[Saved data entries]
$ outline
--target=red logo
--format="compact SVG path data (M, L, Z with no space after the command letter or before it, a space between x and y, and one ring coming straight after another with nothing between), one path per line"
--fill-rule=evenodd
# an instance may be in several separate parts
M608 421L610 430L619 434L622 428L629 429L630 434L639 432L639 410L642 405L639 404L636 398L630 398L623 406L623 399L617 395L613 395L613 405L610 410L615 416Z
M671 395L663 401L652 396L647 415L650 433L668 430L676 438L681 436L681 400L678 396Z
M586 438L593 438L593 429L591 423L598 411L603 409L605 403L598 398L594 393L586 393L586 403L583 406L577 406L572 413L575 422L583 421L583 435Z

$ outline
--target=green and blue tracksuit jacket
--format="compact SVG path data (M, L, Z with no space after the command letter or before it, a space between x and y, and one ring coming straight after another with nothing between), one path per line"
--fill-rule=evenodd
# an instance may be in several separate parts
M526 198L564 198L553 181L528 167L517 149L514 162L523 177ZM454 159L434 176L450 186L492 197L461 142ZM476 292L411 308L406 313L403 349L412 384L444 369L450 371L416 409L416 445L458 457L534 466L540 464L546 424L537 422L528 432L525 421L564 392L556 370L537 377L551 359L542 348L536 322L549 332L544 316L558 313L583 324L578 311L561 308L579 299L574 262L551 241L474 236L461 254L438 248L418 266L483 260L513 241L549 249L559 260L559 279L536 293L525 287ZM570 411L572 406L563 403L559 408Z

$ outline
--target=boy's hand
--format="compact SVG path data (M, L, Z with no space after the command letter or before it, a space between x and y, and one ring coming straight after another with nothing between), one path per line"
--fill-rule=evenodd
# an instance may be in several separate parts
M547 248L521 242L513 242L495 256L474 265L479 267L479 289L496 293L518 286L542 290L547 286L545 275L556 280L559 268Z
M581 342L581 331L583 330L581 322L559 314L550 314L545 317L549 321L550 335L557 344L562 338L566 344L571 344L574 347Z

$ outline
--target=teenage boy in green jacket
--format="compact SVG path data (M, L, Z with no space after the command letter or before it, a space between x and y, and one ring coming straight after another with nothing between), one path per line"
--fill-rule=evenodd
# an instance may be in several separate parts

> _Exercise requirements_
Some lines of the records may hold the word "target". How many do? Answer with a number and nothing else.

> _Completed exercise_
4